-- Start Records for the task --

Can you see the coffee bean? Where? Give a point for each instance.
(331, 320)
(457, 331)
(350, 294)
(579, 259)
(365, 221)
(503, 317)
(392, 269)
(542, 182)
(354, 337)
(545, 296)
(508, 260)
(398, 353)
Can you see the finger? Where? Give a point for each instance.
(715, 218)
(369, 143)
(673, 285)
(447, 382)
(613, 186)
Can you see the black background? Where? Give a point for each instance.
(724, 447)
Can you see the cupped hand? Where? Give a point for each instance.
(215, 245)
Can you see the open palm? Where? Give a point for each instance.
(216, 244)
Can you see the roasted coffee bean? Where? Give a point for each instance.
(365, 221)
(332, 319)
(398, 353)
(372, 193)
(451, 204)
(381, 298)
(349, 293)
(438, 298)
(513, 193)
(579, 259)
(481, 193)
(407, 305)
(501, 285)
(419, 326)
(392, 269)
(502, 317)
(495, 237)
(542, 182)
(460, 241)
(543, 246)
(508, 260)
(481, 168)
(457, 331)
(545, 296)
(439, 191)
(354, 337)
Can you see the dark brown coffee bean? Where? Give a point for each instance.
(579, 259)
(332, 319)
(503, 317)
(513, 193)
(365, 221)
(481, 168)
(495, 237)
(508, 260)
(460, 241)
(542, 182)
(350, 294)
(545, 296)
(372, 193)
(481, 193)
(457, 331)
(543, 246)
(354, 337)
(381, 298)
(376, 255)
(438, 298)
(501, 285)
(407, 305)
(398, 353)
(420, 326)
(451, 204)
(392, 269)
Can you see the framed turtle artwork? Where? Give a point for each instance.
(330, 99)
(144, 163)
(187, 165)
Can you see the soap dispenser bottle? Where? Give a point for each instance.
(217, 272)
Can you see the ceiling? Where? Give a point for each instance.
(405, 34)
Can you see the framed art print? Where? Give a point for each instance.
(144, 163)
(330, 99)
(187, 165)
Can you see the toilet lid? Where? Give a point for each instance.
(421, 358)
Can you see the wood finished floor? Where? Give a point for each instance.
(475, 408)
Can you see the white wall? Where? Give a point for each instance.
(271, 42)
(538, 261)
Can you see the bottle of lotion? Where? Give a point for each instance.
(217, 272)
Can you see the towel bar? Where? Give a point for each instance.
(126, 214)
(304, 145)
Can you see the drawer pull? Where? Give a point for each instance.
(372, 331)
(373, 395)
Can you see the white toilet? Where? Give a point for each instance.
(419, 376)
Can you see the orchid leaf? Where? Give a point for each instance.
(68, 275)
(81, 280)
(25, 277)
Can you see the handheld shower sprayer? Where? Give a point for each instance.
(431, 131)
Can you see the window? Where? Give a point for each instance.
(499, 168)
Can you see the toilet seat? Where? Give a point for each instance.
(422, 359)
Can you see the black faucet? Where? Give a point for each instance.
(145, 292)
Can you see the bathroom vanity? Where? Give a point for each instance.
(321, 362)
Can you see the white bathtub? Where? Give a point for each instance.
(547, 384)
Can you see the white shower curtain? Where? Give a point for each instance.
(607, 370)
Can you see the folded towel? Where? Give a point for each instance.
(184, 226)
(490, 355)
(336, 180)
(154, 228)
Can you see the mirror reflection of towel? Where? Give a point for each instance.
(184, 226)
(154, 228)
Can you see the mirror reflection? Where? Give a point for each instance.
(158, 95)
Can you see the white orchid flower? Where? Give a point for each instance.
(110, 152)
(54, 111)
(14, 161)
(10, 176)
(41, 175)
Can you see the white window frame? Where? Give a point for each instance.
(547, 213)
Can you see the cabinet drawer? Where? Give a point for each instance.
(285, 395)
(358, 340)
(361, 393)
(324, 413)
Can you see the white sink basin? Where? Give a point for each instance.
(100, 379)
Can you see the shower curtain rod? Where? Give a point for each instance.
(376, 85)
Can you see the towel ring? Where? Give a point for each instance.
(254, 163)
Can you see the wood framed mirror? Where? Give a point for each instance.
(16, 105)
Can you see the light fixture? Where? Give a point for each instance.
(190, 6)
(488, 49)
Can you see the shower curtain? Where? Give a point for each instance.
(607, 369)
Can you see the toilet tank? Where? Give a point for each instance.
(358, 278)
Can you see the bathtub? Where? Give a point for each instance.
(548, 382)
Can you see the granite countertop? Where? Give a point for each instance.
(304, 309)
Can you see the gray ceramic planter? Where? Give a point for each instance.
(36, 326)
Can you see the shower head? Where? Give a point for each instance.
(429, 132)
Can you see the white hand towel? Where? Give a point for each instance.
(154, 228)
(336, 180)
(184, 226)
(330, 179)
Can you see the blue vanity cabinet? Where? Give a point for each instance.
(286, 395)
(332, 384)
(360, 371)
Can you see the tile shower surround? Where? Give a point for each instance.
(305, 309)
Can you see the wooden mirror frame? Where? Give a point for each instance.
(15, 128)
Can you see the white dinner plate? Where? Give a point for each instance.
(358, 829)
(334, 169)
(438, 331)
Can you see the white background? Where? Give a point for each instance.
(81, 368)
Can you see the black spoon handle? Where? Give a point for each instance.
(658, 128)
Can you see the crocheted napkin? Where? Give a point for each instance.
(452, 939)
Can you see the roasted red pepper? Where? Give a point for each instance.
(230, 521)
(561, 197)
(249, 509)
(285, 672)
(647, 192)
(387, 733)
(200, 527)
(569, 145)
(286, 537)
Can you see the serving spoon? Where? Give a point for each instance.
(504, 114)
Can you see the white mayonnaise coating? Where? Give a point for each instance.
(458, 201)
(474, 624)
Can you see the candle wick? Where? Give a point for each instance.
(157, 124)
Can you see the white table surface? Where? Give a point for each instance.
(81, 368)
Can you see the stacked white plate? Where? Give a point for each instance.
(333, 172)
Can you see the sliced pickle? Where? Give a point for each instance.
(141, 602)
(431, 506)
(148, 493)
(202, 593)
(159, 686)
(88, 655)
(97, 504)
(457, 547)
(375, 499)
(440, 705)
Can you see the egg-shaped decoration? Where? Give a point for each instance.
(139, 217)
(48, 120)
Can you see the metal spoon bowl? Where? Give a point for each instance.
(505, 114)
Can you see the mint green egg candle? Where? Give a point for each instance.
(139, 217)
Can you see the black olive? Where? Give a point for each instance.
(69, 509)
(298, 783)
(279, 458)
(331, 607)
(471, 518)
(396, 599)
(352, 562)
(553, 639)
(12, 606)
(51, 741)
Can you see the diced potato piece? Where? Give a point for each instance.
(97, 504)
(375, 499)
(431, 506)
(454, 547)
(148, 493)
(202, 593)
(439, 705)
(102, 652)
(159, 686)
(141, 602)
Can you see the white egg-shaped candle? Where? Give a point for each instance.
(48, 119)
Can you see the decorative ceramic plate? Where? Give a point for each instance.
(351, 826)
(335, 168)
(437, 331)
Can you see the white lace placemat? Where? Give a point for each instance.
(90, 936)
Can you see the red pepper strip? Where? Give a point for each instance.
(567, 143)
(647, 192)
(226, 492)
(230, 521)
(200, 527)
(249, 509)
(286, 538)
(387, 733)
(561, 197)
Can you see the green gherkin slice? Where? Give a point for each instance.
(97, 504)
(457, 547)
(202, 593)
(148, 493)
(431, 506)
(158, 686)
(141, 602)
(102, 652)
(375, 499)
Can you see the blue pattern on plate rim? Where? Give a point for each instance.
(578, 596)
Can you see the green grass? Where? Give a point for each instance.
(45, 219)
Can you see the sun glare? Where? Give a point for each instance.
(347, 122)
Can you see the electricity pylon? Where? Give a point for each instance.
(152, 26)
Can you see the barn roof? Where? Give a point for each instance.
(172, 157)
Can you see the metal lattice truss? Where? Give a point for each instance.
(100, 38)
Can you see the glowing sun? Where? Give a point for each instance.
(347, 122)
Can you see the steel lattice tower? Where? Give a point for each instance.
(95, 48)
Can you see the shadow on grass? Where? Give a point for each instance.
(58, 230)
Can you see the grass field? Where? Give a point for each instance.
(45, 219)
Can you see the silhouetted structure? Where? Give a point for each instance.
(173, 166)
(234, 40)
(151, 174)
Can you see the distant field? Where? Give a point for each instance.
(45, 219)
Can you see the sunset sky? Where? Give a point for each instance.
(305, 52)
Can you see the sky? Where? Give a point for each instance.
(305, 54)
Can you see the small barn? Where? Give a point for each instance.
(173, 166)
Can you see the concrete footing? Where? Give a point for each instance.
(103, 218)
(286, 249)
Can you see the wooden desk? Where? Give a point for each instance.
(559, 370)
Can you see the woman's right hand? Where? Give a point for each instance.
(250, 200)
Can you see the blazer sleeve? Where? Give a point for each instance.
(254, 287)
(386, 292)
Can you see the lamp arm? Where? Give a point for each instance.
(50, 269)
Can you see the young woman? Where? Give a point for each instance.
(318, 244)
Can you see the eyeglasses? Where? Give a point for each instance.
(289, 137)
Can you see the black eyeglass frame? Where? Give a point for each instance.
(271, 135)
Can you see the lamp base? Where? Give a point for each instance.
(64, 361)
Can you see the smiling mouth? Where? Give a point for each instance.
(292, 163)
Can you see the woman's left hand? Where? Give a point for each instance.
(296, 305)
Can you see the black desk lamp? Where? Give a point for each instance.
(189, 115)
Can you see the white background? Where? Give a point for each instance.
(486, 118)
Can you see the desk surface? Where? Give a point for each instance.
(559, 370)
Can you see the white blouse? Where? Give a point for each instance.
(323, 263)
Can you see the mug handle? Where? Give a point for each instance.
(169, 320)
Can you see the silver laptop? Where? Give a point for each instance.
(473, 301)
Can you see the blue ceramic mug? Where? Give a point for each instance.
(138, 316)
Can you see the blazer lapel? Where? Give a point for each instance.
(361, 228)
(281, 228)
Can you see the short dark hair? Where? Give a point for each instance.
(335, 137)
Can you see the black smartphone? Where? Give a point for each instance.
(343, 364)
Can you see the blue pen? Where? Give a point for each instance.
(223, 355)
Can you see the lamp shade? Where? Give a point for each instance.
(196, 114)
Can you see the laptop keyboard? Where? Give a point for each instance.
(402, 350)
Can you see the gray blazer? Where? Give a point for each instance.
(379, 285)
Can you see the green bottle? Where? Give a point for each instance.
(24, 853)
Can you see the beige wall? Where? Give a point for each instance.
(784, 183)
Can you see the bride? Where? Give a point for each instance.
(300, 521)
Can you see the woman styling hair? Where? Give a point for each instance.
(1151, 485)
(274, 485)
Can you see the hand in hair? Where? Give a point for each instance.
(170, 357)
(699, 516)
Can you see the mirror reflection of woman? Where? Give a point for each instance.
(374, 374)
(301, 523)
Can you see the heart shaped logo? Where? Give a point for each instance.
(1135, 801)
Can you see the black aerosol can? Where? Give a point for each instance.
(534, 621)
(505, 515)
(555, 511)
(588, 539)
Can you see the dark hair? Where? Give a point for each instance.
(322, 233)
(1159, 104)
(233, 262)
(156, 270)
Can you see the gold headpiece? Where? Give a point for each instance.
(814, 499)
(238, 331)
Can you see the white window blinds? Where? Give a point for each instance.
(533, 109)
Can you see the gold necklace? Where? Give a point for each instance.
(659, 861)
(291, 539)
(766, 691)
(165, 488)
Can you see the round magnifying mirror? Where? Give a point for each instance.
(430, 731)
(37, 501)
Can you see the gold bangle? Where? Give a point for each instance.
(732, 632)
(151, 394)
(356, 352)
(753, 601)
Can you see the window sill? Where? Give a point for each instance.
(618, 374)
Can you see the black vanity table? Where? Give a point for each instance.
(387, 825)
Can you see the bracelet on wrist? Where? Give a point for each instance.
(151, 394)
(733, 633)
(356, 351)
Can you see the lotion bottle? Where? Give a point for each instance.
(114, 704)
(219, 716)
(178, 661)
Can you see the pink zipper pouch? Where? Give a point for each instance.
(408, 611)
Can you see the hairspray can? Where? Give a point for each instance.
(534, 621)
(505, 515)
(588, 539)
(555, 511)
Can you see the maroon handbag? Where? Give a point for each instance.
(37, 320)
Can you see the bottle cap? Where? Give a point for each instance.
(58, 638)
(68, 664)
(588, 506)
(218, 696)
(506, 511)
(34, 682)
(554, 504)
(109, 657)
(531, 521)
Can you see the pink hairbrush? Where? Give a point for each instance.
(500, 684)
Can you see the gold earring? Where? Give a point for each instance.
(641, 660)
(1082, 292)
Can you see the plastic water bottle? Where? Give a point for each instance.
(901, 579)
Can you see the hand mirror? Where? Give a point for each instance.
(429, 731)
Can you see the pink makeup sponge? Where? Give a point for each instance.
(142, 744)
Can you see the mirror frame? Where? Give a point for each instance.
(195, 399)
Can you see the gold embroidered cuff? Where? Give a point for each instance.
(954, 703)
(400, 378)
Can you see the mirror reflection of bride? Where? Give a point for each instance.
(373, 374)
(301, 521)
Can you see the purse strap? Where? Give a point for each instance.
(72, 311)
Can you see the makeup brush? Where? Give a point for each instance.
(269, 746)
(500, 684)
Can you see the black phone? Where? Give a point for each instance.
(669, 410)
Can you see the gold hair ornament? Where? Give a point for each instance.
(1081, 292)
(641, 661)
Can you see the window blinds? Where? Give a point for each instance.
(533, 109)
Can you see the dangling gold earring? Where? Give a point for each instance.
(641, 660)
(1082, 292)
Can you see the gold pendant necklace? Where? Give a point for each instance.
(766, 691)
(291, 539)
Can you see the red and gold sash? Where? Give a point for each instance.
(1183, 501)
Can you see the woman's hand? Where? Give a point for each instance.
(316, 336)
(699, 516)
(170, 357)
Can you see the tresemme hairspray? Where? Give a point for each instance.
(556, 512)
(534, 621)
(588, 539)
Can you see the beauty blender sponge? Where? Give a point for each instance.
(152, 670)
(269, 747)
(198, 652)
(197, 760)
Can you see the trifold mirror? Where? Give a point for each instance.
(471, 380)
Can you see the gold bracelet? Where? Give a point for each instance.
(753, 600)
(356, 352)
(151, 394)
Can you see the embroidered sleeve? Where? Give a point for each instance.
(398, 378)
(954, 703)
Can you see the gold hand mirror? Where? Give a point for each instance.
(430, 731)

-- End Records for the task --

**Given exercise:** Only the lines from the one containing "Can you see the gold pendant" through the end of the material should be reproduced, exactly, with both ends included.

**Output for this task:**
Can you see the gold pendant necklace? Where? Give a point for each instance.
(766, 691)
(291, 539)
Can you see the red and gold sash? Where? Give a point for each instance.
(1183, 501)
Can you see the woman's hand? Where? Give a point for each instance.
(316, 336)
(699, 516)
(170, 357)
Can you see the tresemme hairspray? Where? Give a point for each instance.
(556, 512)
(534, 621)
(588, 539)
Can you see the beauty blender sponge? Where? Give a point for each instance.
(152, 670)
(269, 747)
(198, 652)
(197, 760)
Can you see the trifold mirror? Where? Give a point for each instance.
(471, 380)
Can you see the gold bracelet? Where? Give a point for each instance.
(753, 600)
(356, 352)
(151, 394)
Can you see the embroidered sleeve? Where? Give a point for each instance.
(398, 378)
(954, 703)
Can you see the gold hand mirror? Where? Give a point for each instance.
(430, 731)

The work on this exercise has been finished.